> [Texte d'étude]

•••••

Entre tradition et modernité

La symbolique du coin du feu

Quiconque n’a personne à ses côtés en ces jours de mauvais temps ressent beaucoup ce sentiment de solitude accentué par le froid des intempéries et les revers de la vie. Le coin du feu communément appelé le coin de la cheminée est le symbole de milieu sécurisant, de l’unité familiale, de la joie de vivre.

La cheminée d’antan
Nos aînés en ont gardé de vifs souvenirs. Ils s’en souviennent bien parce que c’est le coin de la maison qui procure non pas seulement une température convenable pour se sentir bien dans sa peau, mais aussi la chaleur familiale.
Jadis, la cheminée était allumée tous les jours de l’année, hiver comme été. A l’exception des temps chauds au cours desquels on y venait pour la cuisson des aliments, la cheminée avait une double fonction en temps de froideur climatique : servir de cuisine et de chauffage pour le jour et la nuit.
Dans tous les pays à longues traditions familiales la cheminée a symbolisé la transmission entre les vieux et les jeunes de tout ce qui est héritage culturel et langagier. On l’a appelée «école du coin du feu» qui connote la sauvegarde des valeurs ancestrales essentielles à la conservation de l’identité. Les vieux étaient là pour enseigner les principes de moralité, les bonnes manières de parler, les affinités du langage, les sentiments. Par exemple, il n’est pas facile de posséder de manière innée l’esprit altruiste, l’amour des parents et tout ce qui est sentiment filial.
Les grands-parents étaient chargés de la transmission, aussi sous peine de le voir se perdre toute la littérature populaire : poèmes anciens, contes, légendes, fables qui véhiculent toute la sagesse populaire. C’est par les histoires de grand-mère et de grand-père qu’on apprend à se forger une personnalité, compte tenu du fait que les éléments du 3e âge dans une famille communiquent leur expérience des relations sociales et du travail, bonne ou mauvaise mais formatrice.

Aujourd’hui, que de changements en mal !
On assiste dans l’indifférence générale à l’éparpillement des familles. Cette dislocation est provoquée par les conditions nouvelles de vie. D’abord, avec la scolarisation, il n’y a plus de jonction entre les générations.
On peut même dire qu’il n’y a plus de respect entre les enfants et leurs parents dans la majorité des familles. Un responsable de l’éducation nous a rapporté que devant un proviseur, un adolescent indiscipliné s’est permis de dire à son père convoqué : «Tais-toi» au moment où celui-ci avait commencé à répondre pour les reproches faits.

•••••

> [Données étudiées]
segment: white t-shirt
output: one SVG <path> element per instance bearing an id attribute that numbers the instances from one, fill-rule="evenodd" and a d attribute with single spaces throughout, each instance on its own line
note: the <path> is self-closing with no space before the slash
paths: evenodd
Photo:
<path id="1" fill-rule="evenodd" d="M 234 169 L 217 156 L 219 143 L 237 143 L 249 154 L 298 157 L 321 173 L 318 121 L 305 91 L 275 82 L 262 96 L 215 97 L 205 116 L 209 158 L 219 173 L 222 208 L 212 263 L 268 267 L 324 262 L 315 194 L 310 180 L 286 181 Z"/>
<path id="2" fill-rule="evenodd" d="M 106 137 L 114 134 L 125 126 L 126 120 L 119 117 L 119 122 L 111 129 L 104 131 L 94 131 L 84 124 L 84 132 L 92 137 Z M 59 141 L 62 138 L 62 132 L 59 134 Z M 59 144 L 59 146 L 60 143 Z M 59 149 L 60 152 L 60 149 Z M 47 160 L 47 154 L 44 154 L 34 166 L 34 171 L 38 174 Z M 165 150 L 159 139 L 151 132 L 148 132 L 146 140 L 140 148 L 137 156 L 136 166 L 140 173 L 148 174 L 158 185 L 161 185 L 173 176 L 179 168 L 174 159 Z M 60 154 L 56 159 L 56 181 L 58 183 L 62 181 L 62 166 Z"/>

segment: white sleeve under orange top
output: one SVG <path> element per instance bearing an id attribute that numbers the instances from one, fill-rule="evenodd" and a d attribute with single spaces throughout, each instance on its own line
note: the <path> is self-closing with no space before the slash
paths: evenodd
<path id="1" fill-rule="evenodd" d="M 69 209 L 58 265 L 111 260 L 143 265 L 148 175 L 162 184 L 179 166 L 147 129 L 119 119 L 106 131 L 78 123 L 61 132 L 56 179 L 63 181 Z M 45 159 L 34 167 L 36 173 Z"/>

•••••

> [Travail demandé] Veuillez reprendre le texte sur le coin du feu après sa dernière phrase et en écrire la suite.

> [Réponse]
C’est du chacun pour soi. Et l’évolution des mentalités est telle que le déphasage de la jeunesse par rapport aux traditions ancestrales fait craindre le pire.
Les intérieurs de maisons sont chauffés au gaz moyennant des appareils que des plombiers viennent installer. Ils dégagent de la chaleur, mon on feint de les ignorer. Quant aux temps des loisirs, ils sont totalement consacrés aux émissions télévisées, sinon à l’Internet, au portable ou à la rue qui expose à toutes sortes de tentations malsaines.
Aujourd’hui, mis à part les filles qui continuent de se soumettre aux principes de bonne conduite et qui ont de meilleurs résultats scolaires, du primaire à l’université, les garçons dans leur écrasante majorité font semblant d’étudier. Trouvez un garçon, dans n’importe quel lieu public, avec un livre à la main ! Lorsque, dans une famille, plusieurs générations cohabitent, les plus vieux rentrent au lit de bonne heure avec le sentiment d’inutilité qui les ronge durement et ils se lèvent tôt pour aller s’asseoir sur les bancs publics pour attendre on ne sait quoi, broyer du noir.
Les jeunes quant à eux veillent et font la grasse matinée, ils ont fort à faire devant les écrans ou dans la rue. Qu’on s’estime heureux s’ils ne deviennent toxicomanes ou agresseurs ! Mais, dans tous les cas de figure, ils gâchent leur vie alors qu’ils sont normalement l’avenir du pays. Lorsqu’on a connu les générations passées, on se rend compte que les jeunes d’aujourd’hui n’apprennent rien sur les coutumes, traditions, langue et rites sociaux qui font l’identité.
Et pour qui a des souvenirs de la cuisine au bois, il n’y a rien de comparable avec l’actualité. Dommage ! L’idéal ne serait pas de rester conservateur, mais de concilier modernisme et traditionalisme pour garder toutes les spécificités du vrai Algérien fier de l’être et jaloux d’un patrimoine prestigieux.